* TASK STATEMENT
Exactly reproduce all the records, keeping pictures out of the copy.

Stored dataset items
^^^^

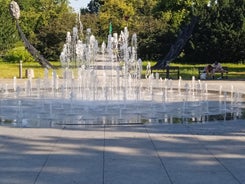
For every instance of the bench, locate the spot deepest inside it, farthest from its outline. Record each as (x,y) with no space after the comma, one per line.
(223,75)
(169,72)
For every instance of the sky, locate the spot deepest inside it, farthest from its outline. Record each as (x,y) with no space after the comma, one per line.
(77,4)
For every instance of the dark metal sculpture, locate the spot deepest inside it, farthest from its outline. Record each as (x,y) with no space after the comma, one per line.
(177,47)
(15,13)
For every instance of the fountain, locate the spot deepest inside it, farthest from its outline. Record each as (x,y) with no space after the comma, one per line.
(103,86)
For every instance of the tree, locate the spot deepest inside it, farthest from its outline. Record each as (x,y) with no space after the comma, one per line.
(8,34)
(220,34)
(45,23)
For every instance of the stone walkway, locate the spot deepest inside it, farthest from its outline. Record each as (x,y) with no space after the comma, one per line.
(208,153)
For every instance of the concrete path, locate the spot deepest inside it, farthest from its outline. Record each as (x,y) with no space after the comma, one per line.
(209,153)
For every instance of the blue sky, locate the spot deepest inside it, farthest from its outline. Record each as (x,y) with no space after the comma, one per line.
(77,4)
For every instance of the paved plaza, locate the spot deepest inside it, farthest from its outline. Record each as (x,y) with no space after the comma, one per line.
(201,153)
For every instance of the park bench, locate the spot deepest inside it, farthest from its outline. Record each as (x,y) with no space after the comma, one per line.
(223,75)
(170,72)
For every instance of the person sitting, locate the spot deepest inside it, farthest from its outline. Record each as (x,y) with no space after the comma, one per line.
(208,70)
(217,67)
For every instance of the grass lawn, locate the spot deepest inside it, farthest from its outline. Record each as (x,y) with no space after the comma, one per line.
(10,70)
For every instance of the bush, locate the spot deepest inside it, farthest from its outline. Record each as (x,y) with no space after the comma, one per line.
(18,53)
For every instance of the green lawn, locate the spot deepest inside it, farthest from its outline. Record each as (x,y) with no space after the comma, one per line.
(9,70)
(235,71)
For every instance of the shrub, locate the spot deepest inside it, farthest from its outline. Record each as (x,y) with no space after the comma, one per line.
(18,53)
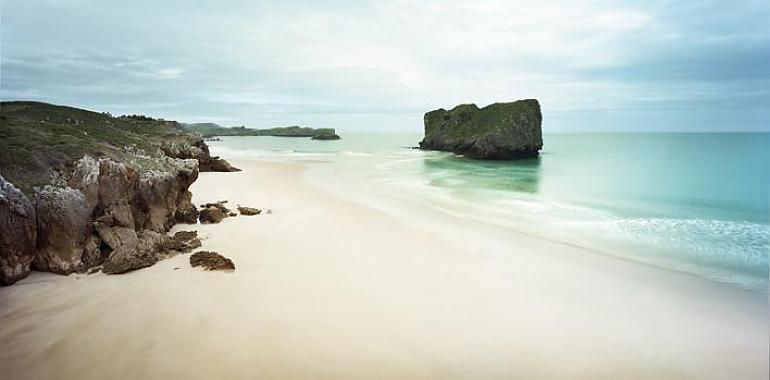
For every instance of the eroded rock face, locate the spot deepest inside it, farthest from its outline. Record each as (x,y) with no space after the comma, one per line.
(211,261)
(105,213)
(499,131)
(136,251)
(63,225)
(198,150)
(18,233)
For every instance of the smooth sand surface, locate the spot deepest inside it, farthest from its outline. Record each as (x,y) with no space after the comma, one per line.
(327,288)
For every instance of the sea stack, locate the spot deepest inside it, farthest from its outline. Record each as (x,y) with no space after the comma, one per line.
(499,131)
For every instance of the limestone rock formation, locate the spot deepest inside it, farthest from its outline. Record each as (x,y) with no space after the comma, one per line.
(498,131)
(18,233)
(211,261)
(102,213)
(198,150)
(326,134)
(211,215)
(185,241)
(132,251)
(249,210)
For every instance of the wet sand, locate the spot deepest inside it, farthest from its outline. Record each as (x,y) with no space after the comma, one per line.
(329,288)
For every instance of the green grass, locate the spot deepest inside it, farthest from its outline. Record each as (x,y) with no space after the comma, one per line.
(36,139)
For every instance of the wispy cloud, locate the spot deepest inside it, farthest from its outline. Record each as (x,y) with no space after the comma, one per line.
(340,63)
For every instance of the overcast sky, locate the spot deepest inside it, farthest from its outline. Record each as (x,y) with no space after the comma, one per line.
(379,65)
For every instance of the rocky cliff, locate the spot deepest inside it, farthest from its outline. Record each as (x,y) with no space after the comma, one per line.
(90,190)
(498,131)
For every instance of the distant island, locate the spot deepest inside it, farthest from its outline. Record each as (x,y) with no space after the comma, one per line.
(499,131)
(213,130)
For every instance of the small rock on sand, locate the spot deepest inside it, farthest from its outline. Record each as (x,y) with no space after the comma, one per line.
(249,210)
(211,261)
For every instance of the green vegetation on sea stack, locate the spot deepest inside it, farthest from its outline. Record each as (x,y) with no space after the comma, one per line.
(499,131)
(37,139)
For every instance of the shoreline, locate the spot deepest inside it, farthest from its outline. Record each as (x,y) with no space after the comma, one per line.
(327,287)
(383,199)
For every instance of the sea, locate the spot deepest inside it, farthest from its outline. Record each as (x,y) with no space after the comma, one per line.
(696,203)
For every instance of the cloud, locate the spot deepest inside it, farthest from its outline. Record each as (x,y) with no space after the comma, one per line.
(381,64)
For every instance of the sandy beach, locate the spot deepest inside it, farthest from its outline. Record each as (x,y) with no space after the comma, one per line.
(335,288)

^^^^

* WRITTEN ANSWER
For every instance of the bench, locate the spot deepest inside it, farthest from its outline. Record each as (x,y) with no space after the comma, one per line.
(223,75)
(169,72)
For every instance of the sky, locate the spot deepest inside it, farthest from its outline. Record each as (x,y) with no space after the comma, one per line.
(77,4)
For every instance of the dark metal sculpture, locate the spot deepest inside it, farthest from its outline. Record each as (x,y) with no space after the comma, one per line.
(177,47)
(15,13)
For every instance of the fountain, locate the spot deepest inside it, farthest from its outline. Record each as (x,y) with no space after the comma, one per line.
(103,86)
For every instance of the tree, locate the spot deepest inside it, farthest from its outline. Record each as (x,y) with no space after the comma, one per line.
(8,34)
(220,34)
(45,23)
For every instance of the stone walkway, locate the spot deepest inside it, farthest from its outline. Record each as (x,y) with no space after the comma, one per line.
(208,153)
For every instance of the concrete path, locate the spot deepest inside it, farthest from its outline. Record each as (x,y) with no space after the comma, one per line.
(209,153)
For every instance of the blue sky, locate the spot deepest inside it, farthest from its outline. Record each as (x,y) with no space after the comma, one per line.
(77,4)
For every instance of the paved plaza, locate the spot deepest inside it, farthest from its outline. Record each as (x,y) with no space after the comma, one per line.
(201,153)
For every instance of the park bench, locate the spot deepest inside it, farthest from its outline. Record each as (x,y) with no space after the comma, one per line.
(223,75)
(170,72)
For every instance of the person sitting, locate the spot deepest inside it, farthest from its outline. Record each as (x,y) with no space after the comma, one per line.
(208,70)
(217,67)
For every instance of the grass lawn, locate the spot deepest inside it, farthest from its outline. Record each as (x,y) with no space after the comma, one per line.
(10,70)
For every instance of the bush, locate the spot deepest inside it, farthest from its outline. Record each as (x,y) with no space after the comma, one per line.
(18,53)
For every instance of the green lawn, locate the spot deepest inside it, farthest from its outline. Record each as (x,y) with no space after the comma, one per line.
(9,70)
(235,71)
For every instance of the shrub, locate the spot deepest inside it, farthest from its outline. Record each as (x,y) with no space after the comma, one per line.
(18,53)
For every instance of the eroded rock face, locate the spot deepest inside it, farthest from its outline. Record each as (x,y) with no space after the comma, one per line.
(211,261)
(105,213)
(499,131)
(136,251)
(63,225)
(198,150)
(18,233)
For every instance of the smooth sand surface, locate the spot deepest inside it, farthest from its outline. Record each as (x,y) with no space after the comma, one per line.
(327,288)
For every instance of the sea stack, locate the spot deepest inside it, farthest from its outline. Record each as (x,y) with no space after the comma, one per line.
(499,131)
For every instance of the limestone rock formation, locate the spot deepest inside it, farthest from its outline. Record each as (x,y) with no space after the comma, one per line.
(498,131)
(18,233)
(211,261)
(102,213)
(198,150)
(326,134)
(211,215)
(185,241)
(132,251)
(249,210)
For every instance of the wet sand, locate the spot deepest inside it, farthest from its outline. Record each as (x,y) with no space after the comma, one per line.
(329,288)
For every instance of the green grass, locate the spot deepest inside it, farthest from its outline. Record each as (x,y) with no space after the comma, one per line.
(36,139)
For every instance of the wispy cloud, locate the spot deepest inside it, farthest from its outline. Record each as (x,y) with no space after the comma, one per line.
(340,63)
For every instance of the overcast sky, locate the spot deepest inside it, farthest from its outline. Record each as (x,y) with no space after the comma, one per line.
(379,65)
For every instance of the rocky cliff, locate the spot deepest inside it, farthest from its outline. Record each as (x,y) with no space after the comma, one per line.
(90,190)
(498,131)
For every instance of the distant island, locate the spot deepest inside it, farthest from its outline. Record each as (x,y) with no space after the comma, one per line.
(499,131)
(213,130)
For every instance of the small rock on sand, locate the spot deepest inside it, farthest from its outline. Record each as (x,y) with no space after the comma, one per line.
(249,210)
(211,261)
For every instance of the green vegetation on sea stack, locate the spot deepest inside it, farthest from its outline. Record each as (x,y) with no space after the comma, one per line.
(499,131)
(37,139)
For every instance of the shoreline, locate the spot deepest inside it, farthest from its outline. Record each as (x,y) with no space after the comma, one per line.
(327,287)
(383,199)
For every instance of the sea, locate the spot deepest inside it, farthest from its outline. Record each as (x,y) with no space after the comma, one per line.
(696,203)
For every instance of the cloud, locate the spot deepest inside it, farthest from its outline. Record each as (x,y) with no space after the comma, one per line.
(381,64)
For every instance of the sandy beach, locate the spot deepest inside it, farthest from its outline. Record each as (x,y) with no space after the comma, one per line.
(335,288)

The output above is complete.